Start of Block

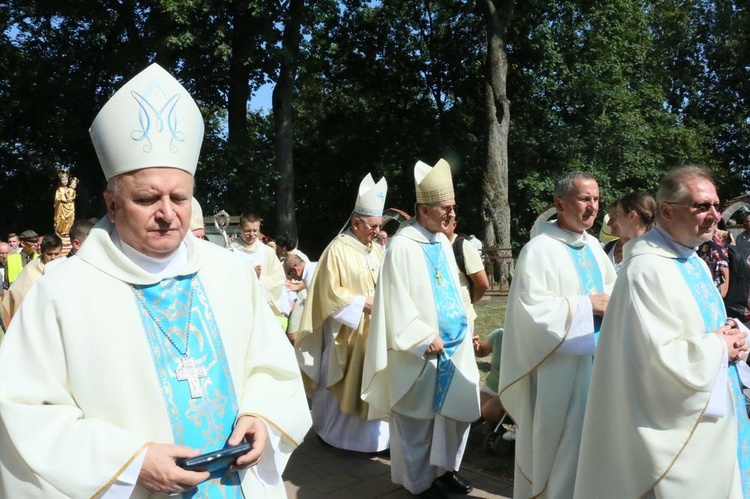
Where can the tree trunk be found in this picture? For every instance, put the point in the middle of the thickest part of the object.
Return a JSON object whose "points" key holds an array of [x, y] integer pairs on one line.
{"points": [[495, 207], [283, 115]]}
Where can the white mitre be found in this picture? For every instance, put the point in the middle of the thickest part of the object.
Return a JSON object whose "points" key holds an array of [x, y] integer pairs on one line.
{"points": [[433, 184], [151, 121], [196, 217], [371, 197]]}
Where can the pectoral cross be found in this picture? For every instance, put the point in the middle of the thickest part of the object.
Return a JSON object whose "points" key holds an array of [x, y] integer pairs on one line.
{"points": [[192, 373]]}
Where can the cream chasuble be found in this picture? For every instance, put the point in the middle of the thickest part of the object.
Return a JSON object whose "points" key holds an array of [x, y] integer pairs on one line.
{"points": [[272, 276], [655, 370], [86, 400], [331, 344], [396, 374], [543, 389]]}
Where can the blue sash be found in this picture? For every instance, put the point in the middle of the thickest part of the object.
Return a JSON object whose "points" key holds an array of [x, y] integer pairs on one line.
{"points": [[590, 277], [452, 321], [714, 316], [206, 422]]}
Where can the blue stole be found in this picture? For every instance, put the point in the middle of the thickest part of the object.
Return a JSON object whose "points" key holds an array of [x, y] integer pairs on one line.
{"points": [[714, 316], [206, 422], [452, 321], [590, 277]]}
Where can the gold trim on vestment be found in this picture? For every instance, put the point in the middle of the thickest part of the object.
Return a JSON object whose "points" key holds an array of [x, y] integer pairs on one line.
{"points": [[690, 435], [527, 373], [260, 416], [125, 466]]}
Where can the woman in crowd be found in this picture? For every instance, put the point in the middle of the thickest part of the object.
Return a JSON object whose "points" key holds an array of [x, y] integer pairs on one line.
{"points": [[633, 215]]}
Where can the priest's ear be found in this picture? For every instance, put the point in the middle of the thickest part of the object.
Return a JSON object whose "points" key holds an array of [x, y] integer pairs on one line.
{"points": [[558, 203], [665, 210]]}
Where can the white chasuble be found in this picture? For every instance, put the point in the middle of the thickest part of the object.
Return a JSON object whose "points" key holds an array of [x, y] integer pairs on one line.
{"points": [[655, 370], [86, 399], [543, 380]]}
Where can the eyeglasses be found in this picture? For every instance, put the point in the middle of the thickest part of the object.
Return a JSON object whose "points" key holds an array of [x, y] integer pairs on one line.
{"points": [[291, 270], [370, 227], [701, 207]]}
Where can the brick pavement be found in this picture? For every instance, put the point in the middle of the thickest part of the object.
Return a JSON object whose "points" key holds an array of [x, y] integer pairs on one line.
{"points": [[317, 471]]}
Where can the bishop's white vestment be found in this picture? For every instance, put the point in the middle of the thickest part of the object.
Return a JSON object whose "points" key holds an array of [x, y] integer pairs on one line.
{"points": [[399, 379], [661, 419], [548, 343], [87, 398], [331, 344]]}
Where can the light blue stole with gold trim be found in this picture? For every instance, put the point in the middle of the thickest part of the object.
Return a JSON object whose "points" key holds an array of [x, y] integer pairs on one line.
{"points": [[714, 316], [590, 277], [452, 321], [204, 422]]}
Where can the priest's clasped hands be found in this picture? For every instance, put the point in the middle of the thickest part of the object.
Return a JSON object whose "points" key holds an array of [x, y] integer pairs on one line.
{"points": [[735, 337]]}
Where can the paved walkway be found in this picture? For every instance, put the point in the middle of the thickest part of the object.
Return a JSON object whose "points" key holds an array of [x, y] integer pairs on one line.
{"points": [[316, 471]]}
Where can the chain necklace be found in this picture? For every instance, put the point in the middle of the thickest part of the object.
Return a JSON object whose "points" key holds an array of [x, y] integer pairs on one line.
{"points": [[167, 335], [438, 275], [190, 371]]}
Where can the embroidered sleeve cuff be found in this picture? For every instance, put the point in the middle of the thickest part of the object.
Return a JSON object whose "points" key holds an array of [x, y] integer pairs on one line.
{"points": [[125, 483]]}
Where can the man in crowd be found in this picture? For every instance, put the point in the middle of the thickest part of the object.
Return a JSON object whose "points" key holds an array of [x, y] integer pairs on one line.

End of Block

INSTRUCTIONS TO FOLLOW: Search the records for the string "crowd" and, wherever a line contains it, please copy that line.

RESULT OF THIS EXERCISE:
Where can the woman in crowd be found in this picture? For every instance, put the point in the middle of the thickest part of the object.
Where can the man in crowd be found in this picture? For every instance, put the point in the middle of the thickest part of the object.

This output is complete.